** Begin **
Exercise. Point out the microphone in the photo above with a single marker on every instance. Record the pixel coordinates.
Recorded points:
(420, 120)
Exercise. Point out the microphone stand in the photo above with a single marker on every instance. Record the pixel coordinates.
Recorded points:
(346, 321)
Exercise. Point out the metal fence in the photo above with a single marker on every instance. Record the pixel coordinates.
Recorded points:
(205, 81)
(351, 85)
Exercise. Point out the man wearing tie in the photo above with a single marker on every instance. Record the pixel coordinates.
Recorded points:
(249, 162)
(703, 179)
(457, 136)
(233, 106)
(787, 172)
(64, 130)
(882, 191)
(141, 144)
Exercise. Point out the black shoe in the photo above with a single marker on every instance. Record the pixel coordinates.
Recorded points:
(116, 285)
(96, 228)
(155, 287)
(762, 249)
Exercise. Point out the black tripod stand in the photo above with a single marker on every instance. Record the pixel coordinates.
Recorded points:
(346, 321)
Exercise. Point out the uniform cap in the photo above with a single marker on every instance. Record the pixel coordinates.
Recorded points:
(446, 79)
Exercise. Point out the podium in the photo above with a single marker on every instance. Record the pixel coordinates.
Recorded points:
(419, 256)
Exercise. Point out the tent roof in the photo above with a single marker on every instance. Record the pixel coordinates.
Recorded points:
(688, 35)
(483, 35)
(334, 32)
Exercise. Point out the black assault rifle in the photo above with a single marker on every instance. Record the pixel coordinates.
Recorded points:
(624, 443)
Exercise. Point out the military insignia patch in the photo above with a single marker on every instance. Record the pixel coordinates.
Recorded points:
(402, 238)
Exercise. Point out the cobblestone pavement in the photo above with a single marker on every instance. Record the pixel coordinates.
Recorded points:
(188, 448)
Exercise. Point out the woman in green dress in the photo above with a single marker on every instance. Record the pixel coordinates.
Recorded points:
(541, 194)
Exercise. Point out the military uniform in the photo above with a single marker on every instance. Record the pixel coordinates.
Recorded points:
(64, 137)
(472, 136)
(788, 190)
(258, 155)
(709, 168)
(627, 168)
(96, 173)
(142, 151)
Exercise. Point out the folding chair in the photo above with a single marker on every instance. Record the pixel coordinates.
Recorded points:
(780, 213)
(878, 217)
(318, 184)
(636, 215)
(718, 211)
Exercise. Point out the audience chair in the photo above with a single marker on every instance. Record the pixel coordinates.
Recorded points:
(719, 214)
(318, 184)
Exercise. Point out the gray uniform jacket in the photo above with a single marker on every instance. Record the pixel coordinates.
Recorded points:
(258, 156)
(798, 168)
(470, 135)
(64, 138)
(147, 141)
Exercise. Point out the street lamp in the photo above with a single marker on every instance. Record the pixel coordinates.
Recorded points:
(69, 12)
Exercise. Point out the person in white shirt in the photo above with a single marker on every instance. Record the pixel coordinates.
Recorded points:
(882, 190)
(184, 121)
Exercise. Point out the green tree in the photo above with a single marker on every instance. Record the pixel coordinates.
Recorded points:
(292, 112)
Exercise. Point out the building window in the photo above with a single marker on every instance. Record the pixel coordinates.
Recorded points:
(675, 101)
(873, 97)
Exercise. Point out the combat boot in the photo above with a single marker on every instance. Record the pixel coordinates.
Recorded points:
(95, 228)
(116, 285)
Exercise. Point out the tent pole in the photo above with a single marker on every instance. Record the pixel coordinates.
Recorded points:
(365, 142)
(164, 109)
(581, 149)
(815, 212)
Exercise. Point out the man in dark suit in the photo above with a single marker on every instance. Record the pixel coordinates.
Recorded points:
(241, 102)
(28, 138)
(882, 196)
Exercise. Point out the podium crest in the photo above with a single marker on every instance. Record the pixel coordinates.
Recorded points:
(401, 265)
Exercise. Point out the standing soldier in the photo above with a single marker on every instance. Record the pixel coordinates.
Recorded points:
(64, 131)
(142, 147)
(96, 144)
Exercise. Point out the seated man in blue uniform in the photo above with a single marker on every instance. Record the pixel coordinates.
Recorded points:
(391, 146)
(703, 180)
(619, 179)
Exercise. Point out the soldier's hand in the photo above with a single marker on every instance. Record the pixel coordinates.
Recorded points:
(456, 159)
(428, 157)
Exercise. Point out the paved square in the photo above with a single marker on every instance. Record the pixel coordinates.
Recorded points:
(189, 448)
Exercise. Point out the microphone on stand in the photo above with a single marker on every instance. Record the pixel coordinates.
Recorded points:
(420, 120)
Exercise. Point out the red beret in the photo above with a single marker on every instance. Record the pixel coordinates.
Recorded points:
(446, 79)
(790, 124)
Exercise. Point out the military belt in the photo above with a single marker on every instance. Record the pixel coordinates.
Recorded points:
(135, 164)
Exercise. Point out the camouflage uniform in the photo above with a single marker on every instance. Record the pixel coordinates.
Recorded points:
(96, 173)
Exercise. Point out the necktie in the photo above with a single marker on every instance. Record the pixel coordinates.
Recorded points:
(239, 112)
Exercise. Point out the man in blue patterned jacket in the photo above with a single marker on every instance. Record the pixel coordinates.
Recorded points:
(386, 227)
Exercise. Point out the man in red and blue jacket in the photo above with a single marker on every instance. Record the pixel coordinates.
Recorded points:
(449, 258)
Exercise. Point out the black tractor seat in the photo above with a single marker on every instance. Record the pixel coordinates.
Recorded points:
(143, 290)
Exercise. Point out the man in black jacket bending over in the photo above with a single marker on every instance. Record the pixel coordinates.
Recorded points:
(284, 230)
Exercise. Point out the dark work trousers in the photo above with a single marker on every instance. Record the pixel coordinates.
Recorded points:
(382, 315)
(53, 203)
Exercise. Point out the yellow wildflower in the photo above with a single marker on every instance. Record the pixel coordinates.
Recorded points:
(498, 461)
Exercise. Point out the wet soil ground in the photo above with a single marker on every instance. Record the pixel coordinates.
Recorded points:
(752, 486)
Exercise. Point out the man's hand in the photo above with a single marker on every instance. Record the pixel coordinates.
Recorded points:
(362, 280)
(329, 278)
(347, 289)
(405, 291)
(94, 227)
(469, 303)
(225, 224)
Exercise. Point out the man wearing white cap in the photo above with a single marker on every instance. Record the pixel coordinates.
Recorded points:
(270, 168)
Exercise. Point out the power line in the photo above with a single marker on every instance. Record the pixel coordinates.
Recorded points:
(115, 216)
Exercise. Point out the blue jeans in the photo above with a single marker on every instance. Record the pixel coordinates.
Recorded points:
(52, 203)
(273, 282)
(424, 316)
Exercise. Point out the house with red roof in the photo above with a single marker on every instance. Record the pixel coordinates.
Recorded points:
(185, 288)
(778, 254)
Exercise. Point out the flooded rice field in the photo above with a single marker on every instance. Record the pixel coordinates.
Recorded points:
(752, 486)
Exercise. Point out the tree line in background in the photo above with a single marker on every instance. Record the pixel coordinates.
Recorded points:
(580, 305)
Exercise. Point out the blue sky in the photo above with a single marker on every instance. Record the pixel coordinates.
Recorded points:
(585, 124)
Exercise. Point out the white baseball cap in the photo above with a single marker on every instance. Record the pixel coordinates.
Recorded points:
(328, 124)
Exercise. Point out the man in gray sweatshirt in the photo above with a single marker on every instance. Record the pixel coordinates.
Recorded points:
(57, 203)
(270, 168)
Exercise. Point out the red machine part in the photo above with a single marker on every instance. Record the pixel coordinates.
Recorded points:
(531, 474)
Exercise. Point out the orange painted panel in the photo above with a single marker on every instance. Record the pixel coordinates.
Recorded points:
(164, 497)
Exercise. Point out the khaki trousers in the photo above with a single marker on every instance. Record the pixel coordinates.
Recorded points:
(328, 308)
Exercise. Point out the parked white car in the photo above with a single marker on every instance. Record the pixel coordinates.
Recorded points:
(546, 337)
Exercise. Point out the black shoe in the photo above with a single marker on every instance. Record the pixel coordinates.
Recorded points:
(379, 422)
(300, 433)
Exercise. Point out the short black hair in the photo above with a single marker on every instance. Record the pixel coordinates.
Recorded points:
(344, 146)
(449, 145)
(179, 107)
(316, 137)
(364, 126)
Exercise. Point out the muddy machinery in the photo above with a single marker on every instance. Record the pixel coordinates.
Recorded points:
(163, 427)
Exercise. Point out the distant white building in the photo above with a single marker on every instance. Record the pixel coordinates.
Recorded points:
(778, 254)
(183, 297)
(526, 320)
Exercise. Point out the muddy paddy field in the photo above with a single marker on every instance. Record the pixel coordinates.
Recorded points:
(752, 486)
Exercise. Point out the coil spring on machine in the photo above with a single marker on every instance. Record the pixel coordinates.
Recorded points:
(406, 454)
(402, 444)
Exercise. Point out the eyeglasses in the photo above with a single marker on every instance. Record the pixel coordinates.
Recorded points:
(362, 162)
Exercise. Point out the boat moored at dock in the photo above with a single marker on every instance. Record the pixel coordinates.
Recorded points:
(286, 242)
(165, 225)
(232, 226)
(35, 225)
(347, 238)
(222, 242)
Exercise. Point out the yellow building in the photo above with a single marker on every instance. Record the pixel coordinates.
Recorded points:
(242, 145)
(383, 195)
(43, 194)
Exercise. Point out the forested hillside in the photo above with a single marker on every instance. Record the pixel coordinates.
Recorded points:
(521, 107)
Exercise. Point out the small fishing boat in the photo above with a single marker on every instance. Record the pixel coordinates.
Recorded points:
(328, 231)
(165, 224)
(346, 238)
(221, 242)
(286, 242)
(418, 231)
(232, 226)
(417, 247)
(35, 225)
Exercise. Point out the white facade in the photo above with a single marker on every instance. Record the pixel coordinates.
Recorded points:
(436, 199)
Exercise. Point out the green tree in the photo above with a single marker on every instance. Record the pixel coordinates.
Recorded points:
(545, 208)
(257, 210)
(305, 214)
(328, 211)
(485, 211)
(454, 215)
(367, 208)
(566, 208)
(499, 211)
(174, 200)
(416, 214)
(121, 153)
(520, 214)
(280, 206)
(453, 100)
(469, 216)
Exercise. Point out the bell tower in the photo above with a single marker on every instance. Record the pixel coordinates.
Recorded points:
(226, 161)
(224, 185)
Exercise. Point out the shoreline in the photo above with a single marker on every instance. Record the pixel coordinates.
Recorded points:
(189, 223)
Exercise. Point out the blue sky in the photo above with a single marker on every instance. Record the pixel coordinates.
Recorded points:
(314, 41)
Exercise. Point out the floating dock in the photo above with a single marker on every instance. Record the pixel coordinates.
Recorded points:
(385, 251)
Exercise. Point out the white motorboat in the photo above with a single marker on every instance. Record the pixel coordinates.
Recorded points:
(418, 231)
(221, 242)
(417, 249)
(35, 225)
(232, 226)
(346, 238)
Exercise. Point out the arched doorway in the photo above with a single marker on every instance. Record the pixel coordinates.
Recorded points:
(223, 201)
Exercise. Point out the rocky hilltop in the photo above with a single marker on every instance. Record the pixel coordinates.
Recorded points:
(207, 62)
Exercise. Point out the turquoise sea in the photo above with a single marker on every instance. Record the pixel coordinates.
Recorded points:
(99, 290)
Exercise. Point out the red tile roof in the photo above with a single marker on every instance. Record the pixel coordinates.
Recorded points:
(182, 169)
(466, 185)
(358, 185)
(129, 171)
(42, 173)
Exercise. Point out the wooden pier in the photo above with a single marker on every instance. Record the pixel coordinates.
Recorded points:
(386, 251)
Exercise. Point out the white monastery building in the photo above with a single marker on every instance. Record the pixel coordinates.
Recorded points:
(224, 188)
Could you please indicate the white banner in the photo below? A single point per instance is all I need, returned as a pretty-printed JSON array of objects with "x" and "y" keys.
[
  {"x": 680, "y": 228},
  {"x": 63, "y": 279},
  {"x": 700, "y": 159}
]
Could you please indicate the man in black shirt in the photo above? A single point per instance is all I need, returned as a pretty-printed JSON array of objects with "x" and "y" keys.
** End **
Reproduce only the lines running from the one with "Exercise. Point out the arched" through the final line of the listing above, both ends included.

Exercise. Point out the arched doorway in the photo above with a single marker on every instance. Record the pixel coordinates.
Recorded points:
(223, 201)
Exercise. Point out the rocky hilltop in the photo above with a single marker on every instance. Record the pixel coordinates.
Recorded points:
(207, 62)
Exercise. Point out the turquoise sea in the photo above with a single marker on every instance. Record the pixel coordinates.
Recorded points:
(99, 290)
Exercise. Point out the red tile roof in the photo above with a single marker on every instance. Record the pixel coordinates.
Recorded points:
(182, 169)
(466, 185)
(358, 185)
(129, 171)
(42, 173)
Exercise. Point out the wooden pier in the photo above with a single marker on every instance. Record the pixel coordinates.
Recorded points:
(386, 251)
Exercise. Point out the white monastery building in the photo above with a single marker on every instance. Record the pixel coordinates.
Recorded points:
(224, 188)
Could you please indicate the white banner in the photo below? A single point per instance is all I need, returned as a pretty-printed JSON array of objects with "x" and "y" keys.
[
  {"x": 680, "y": 228},
  {"x": 63, "y": 279},
  {"x": 700, "y": 159}
]
Could you please indicate the man in black shirt in the photo above? A single point per instance is all I need, returned as a pretty-printed JSON array of objects with "x" and "y" keys.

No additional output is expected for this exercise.